== Data for review ==

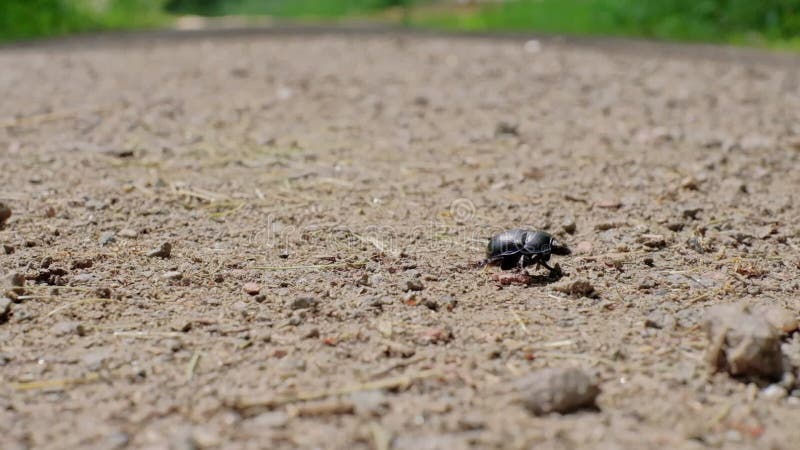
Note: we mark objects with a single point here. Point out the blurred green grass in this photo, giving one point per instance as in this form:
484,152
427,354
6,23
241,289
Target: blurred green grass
25,19
772,23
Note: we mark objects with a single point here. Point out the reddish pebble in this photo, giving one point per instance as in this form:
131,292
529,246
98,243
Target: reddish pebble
252,288
584,248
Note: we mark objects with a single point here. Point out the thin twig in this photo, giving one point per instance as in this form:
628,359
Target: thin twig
78,302
147,334
403,363
561,355
55,384
388,383
312,266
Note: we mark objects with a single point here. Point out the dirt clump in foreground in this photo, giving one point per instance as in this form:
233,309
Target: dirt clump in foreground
270,242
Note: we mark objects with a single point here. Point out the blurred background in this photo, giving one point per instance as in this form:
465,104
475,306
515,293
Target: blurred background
767,23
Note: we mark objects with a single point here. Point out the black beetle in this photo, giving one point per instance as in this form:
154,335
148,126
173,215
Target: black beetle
523,248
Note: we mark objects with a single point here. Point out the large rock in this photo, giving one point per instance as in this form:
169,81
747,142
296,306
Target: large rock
742,343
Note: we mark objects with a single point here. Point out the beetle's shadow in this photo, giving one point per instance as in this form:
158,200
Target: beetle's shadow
543,280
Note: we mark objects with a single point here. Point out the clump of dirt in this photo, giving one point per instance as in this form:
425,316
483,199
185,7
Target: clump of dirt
742,343
561,390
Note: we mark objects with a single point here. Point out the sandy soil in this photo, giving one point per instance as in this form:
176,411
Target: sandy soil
354,180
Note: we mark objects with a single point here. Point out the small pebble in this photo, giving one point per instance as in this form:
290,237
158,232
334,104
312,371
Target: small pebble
303,303
742,343
5,309
569,226
774,392
780,318
431,304
579,288
561,390
506,129
68,328
252,288
107,238
5,214
414,285
128,233
163,251
583,248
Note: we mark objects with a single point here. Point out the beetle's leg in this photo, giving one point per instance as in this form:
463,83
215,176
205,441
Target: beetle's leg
552,270
509,262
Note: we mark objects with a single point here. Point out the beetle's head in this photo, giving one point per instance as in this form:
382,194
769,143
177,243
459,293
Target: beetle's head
557,248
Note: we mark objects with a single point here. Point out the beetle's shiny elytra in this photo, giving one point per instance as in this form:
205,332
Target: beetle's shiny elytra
521,248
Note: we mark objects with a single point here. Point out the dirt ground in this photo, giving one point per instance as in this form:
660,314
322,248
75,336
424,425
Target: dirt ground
352,180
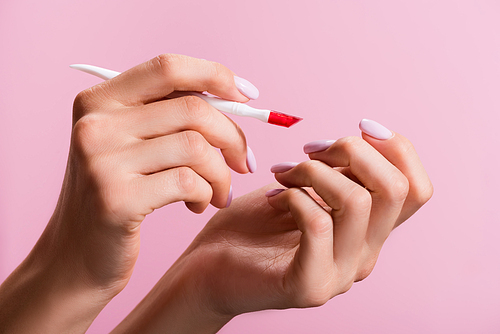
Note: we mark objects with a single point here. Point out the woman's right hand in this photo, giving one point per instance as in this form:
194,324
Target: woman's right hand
132,151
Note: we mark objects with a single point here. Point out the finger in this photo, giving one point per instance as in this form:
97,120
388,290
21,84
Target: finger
312,267
173,185
387,185
160,76
187,148
190,113
401,153
350,204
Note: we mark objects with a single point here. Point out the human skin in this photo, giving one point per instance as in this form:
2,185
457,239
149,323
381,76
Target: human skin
132,151
298,248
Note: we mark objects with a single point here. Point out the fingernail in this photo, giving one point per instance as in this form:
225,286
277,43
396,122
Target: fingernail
251,162
283,167
230,196
375,129
273,192
246,88
317,146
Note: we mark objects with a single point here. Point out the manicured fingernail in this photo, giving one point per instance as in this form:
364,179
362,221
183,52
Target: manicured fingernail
317,146
251,162
375,129
273,192
246,88
283,167
230,196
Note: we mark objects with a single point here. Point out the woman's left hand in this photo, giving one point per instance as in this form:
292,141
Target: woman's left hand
310,244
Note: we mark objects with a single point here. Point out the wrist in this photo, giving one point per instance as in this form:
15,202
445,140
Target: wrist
39,297
176,304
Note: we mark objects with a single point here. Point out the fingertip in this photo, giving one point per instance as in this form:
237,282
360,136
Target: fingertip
246,88
274,192
375,129
197,208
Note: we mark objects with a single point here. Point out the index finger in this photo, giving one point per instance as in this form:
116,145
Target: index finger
160,76
402,154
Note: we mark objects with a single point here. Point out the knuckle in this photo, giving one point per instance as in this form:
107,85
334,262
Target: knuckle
186,180
84,102
194,143
423,193
399,188
85,135
217,71
320,224
350,143
366,270
165,64
315,298
195,109
313,167
359,199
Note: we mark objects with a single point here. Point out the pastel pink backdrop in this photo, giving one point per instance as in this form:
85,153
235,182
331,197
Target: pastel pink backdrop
427,69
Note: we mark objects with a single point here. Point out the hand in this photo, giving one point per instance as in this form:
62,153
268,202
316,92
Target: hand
306,247
132,151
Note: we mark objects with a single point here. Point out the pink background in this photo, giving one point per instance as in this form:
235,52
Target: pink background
427,69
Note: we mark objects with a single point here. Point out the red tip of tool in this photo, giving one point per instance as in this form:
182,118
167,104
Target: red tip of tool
278,118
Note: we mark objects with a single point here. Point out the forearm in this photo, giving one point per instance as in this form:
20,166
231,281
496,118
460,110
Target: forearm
174,305
43,296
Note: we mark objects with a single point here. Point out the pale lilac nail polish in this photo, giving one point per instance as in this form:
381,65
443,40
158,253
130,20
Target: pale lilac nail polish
274,192
283,167
251,162
375,129
230,196
317,146
246,88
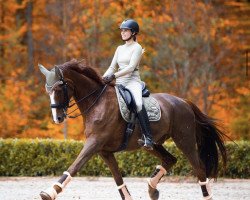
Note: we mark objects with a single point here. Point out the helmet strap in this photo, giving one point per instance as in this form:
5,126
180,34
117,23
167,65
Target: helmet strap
132,35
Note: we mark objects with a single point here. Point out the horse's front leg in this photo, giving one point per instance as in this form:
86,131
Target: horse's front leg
90,148
110,160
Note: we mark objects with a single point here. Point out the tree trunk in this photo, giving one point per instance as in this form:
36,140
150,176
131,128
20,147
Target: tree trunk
30,37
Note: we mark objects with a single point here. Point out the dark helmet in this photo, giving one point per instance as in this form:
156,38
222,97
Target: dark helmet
130,24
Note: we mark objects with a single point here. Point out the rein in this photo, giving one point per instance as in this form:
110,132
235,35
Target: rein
65,105
88,109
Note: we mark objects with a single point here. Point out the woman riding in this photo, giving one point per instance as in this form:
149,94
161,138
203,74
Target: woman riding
127,57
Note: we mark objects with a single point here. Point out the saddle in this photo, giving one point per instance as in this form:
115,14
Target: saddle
127,107
128,97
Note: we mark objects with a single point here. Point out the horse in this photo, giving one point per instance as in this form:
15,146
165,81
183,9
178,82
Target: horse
195,134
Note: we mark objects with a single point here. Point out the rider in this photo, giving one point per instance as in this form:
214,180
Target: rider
127,57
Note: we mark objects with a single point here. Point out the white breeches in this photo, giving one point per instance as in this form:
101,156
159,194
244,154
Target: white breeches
135,87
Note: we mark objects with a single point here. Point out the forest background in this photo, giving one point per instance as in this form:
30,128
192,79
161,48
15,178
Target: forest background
195,49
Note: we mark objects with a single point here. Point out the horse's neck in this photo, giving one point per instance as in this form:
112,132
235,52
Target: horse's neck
84,86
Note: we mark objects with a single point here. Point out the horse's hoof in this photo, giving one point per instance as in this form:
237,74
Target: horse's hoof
153,193
45,196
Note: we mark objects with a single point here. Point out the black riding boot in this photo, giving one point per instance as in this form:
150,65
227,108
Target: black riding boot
146,141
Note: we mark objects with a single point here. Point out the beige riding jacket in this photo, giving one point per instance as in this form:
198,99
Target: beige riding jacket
127,57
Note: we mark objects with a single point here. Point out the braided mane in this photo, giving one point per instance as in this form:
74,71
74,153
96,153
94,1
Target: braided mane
81,68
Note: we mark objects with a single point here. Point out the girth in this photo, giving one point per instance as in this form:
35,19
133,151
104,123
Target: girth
128,97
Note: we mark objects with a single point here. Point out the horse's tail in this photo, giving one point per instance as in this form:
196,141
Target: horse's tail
209,140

===

* **Required action**
Output nothing except an exact copy of the records above, with the images left out.

* **Reply to the exercise**
Note: we mark objects with a single point here. Point out the blurred green grass in this photo, giving one point per instance as in this form:
484,152
427,354
6,23
241,289
Target: blurred green grass
25,19
772,23
Note: we mark objects with a single point here. Point out the reddish pebble in this photo, giving one point per instance as in this form:
131,292
529,246
98,243
Target: reddish pebble
252,288
584,248
Note: we mark objects with a single point here. Point out the thin twig in this photo, giving one point per instance as in this form:
628,359
Target: thin twig
78,302
147,334
403,363
561,355
55,384
388,383
312,266
Note: we mark objects with a single point here. Point out the dirt clump in foreground in this photo, giving one point per instance as in this form:
233,309
Target: dirt clump in foreground
270,242
Note: we mark objects with a single point here. Point out the blurred background in this photo, giving one point per instance as in this form:
465,104
475,306
515,293
Target: blurred background
767,23
Note: we mark objects with a single point here. Point out the black beetle in this photo, giving one point per instance as in this form:
154,335
148,126
173,215
Target: black beetle
523,248
Note: we mark objects with a single point here. Point out the large rock in this photo, giving one point per instance as in this form:
169,81
747,142
296,306
Target: large rock
742,343
Note: we mark objects with a single point here. Point out the beetle's shadow in this photo, giving one point per instance as in this form:
158,200
Target: beetle's shadow
543,280
Note: we mark objects with a single point here. Point out the clump of dirt in this photo, giving one point per instance as in this form:
425,316
483,199
185,7
Target: clump of dirt
742,343
561,390
Note: we mark objects with a single point here. Point out the sandy soil in this photo, giving one point per instance as in this form:
176,411
Target: sandy soil
354,180
Note: we mark objects with a single point here. Point out the small pebble in this photo, giving one point per instance as in this form:
290,237
158,232
334,104
312,371
Target: small pebble
303,303
742,343
5,309
569,226
774,392
780,318
431,304
579,288
561,390
506,129
68,328
252,288
107,238
5,214
414,285
128,233
163,251
583,248
Note: we mark objects with a single point here. Point out the beetle's leg in this photo, giving one point per instance as in this form:
463,83
215,176
205,441
Target: beetle's leg
552,270
509,262
Note: we mark objects with a single point here. Point out the beetle's head in this photo, giving one point per instance as in this form:
382,194
769,143
177,243
459,293
Target: beetle's head
557,248
Note: we mark objects with a single point here. Point out the beetle's shiny elytra in this photo, giving one point per instance as in this form:
205,332
Target: beetle's shiny elytra
521,248
Note: we mark objects with a single point here. Point out the dirt ground in this photo, giving one point per instance as in this form:
660,314
322,248
75,336
424,425
Target: dirt ground
352,180
Note: we mark objects with a single point here. Point out the woman's right hand in this photo, giving one point per instance as in this form:
194,324
Target: woman's right hand
132,151
Note: we mark objects with a single point here. Point out the finger in this photo, giving one point per instance as in this form:
97,120
388,290
21,84
Target: finger
312,267
173,185
387,185
160,76
187,148
190,113
401,153
350,204
Note: we mark objects with a single point here. Point out the human skin in this photo, giving one point per instance as in this form:
2,185
457,239
149,323
381,76
Target: human skin
132,151
298,248
Note: we mark objects with a single point here. Point out the fingernail in this photo, giving one point per instance as in this form:
225,286
277,43
396,122
Target: fingernail
251,162
283,167
230,196
375,129
273,192
246,88
317,146
Note: we mark objects with a single point here. Point out the manicured fingernail in this photo, giving one point per instance as in this form:
364,179
362,221
183,52
Target: manicured fingernail
317,146
251,162
375,129
273,192
246,88
283,167
230,196
Note: we mark objects with a single point here. Point out the woman's left hand in this photo, giving one point per instance as in this form:
292,141
Target: woman's left hand
310,244
Note: we mark objects with a single point here. Point out the wrist in this photo, giving one point per instance as in this form:
15,202
445,140
Target: wrist
39,297
176,304
Note: we mark objects with a single point here. Point out the fingertip in this photo, giving one point per instance as in this form:
237,282
360,136
Target: fingertip
246,88
274,192
375,129
197,208
Note: we mark objects with a single point here. Point out the index finger in this photo, giving one point per instance as in this form:
116,145
Target: index finger
160,76
402,154
Note: we mark objects with a single point here. Point out the knuckle in this photo, giving one point per instance as in this form:
107,85
334,262
Target: knuckle
186,180
84,102
194,143
423,193
399,188
85,135
217,71
320,224
350,143
366,270
165,64
315,298
195,109
313,167
359,199
Note: we mark objects with a single point here. Point out the pastel pink backdrop in this photo, giving one point per instance as in this form:
85,153
235,182
331,197
Target: pastel pink backdrop
427,69
Note: we mark objects with a single point here. Point out the hand in this photo, giving one point per instance as in this form:
62,153
268,202
316,92
Target: hand
306,247
132,151
Note: we mark objects with a single point here. Point out the pink background in this photo, giving one point per instance as in this form:
235,52
Target: pink background
427,69
Note: we mark objects with a single point here. Point out the red tip of tool in this photo, giving one point per instance as in this form:
182,118
167,104
Target: red tip of tool
278,118
Note: we mark objects with a single point here. Point out the forearm in this photo, giving one point per instance as in this form:
20,166
231,281
496,118
460,110
Target: forearm
174,305
43,296
Note: we mark objects with a single point here. Point out the pale lilac nail polish in this photo, giving one point per instance as in this form:
381,65
443,40
158,253
130,20
Target: pale lilac nail polish
274,192
283,167
251,162
375,129
230,196
317,146
246,88
Note: we mark objects with a single point here. Point out the helmet strap in this photo, giving one point per instance as in this form:
5,126
180,34
117,23
167,65
Target: helmet strap
132,35
Note: we mark objects with a single point here. Point out the horse's front leg in this photo, giving one point per instance as in this form:
86,131
Target: horse's front leg
90,148
110,160
Note: we mark objects with a single point here. Point out the tree trunk in this photo, giving one point per instance as in this form:
36,140
150,176
131,128
20,147
Target: tree trunk
30,37
Note: we mark objects with a single point here. Point out the dark helmet in this photo, giving one point per instance as in this form:
156,38
222,97
Target: dark helmet
130,24
Note: we mark objects with a single point here. Point out the rein in this photo, giving one point per instance as in this form:
110,132
235,35
Target: rein
65,105
88,109
Note: we mark objects with a single point here. Point out the woman riding in this photo, giving one point per instance as in this form:
149,94
161,138
203,74
Target: woman riding
127,57
Note: we mark objects with a single point here. Point out the saddle in this photo, giving one point per instance as in this form:
115,14
Target: saddle
127,107
128,97
Note: we mark objects with a single point here. Point out the horse in this photo, giving one point per instance as in this form:
15,146
165,81
183,9
178,82
Target: horse
195,134
Note: we mark objects with a single point here. Point out the rider in this photo, giving one point per instance as in this form:
214,180
Target: rider
127,57
Note: we mark objects with a single point here. Point out the white breeches in this photo, giving one point per instance as in this form:
101,156
159,194
244,154
Target: white breeches
135,87
Note: we mark objects with a single point here. Point out the forest background in this photo, giving one point per instance as in this form:
30,128
192,79
161,48
15,178
Target: forest background
195,49
Note: we mark objects with a single point here. Point out the horse's neck in this photo, giving one point per instance as in this form:
112,132
235,52
Target: horse's neck
84,86
Note: we mark objects with a single point here. Point out the horse's hoof in this photo, giving one point per instance as in this form:
237,74
Target: horse's hoof
153,193
45,196
Note: we mark objects with a single point here. Point out the black riding boot in this photo, giving one point per instance as in this form:
150,65
227,108
Target: black riding boot
146,141
Note: we mark objects with a single point here. Point out the beige riding jacket in this photo, giving one point per instance as in this form:
198,99
Target: beige riding jacket
127,57
Note: we mark objects with a single point here. Point out the braided mane in this photo, giving one point per instance as in this form:
74,71
74,153
96,153
94,1
Target: braided mane
81,68
Note: we mark objects with a single point here. Point out the girth in this photo, giving one point per instance as in this form:
35,19
133,151
104,123
Target: girth
128,97
Note: we mark objects with a single point here. Point out the horse's tail in this photo, giving one point per instance as in this form:
196,141
Target: horse's tail
209,140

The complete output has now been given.